--- Start Provided entries ---

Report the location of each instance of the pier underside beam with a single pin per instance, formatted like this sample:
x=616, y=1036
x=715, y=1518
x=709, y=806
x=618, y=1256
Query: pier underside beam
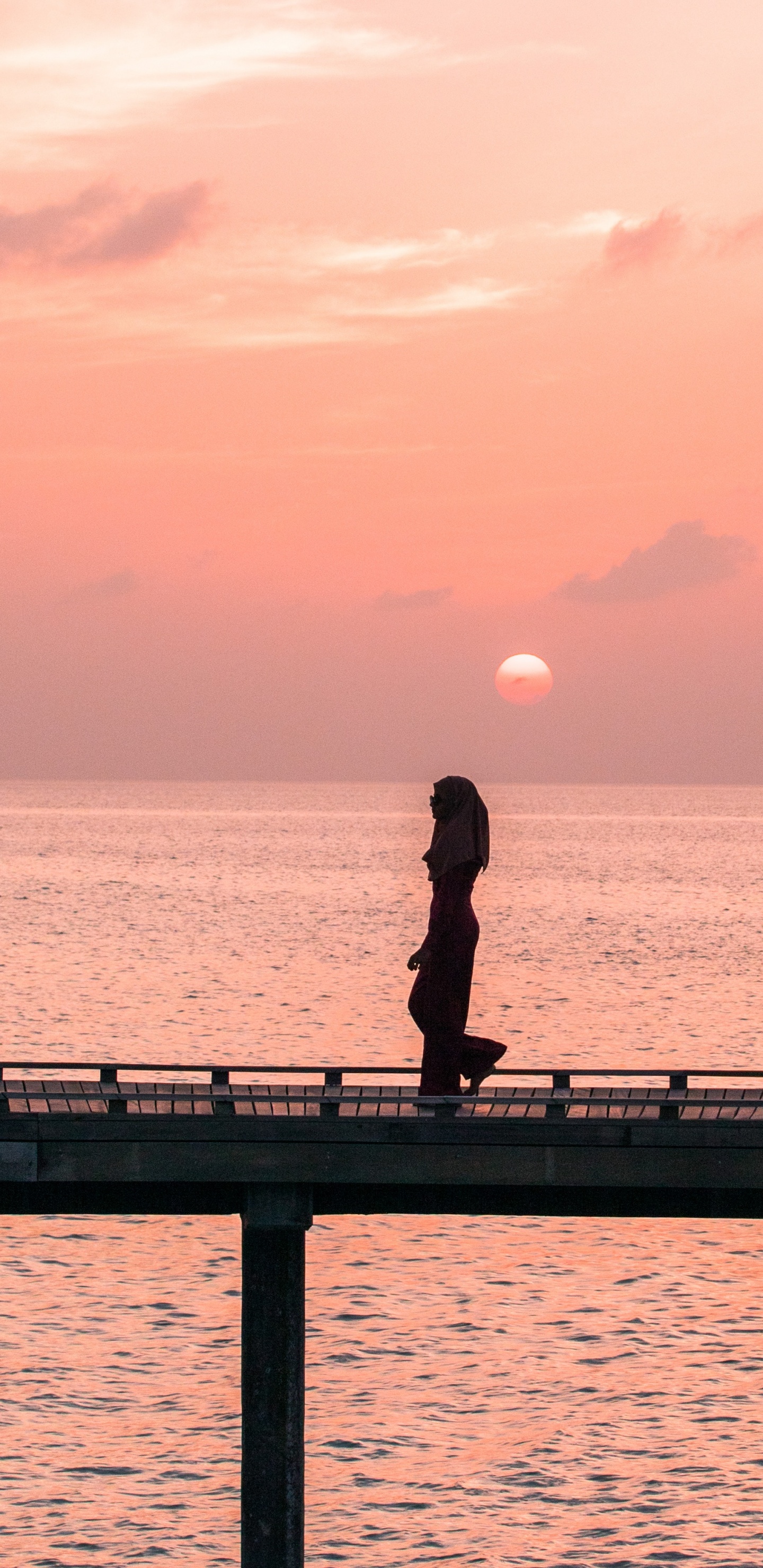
x=274, y=1227
x=660, y=1201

--- End Provided entries ---

Task statement: Reproduce every line of the records above word for word, leaving out the pictures.

Finished exercise:
Report the location of each instance of the pier underside beam with a single pin per instance, formatted like this sample:
x=616, y=1036
x=715, y=1518
x=709, y=806
x=618, y=1256
Query: pier underside beam
x=274, y=1227
x=660, y=1201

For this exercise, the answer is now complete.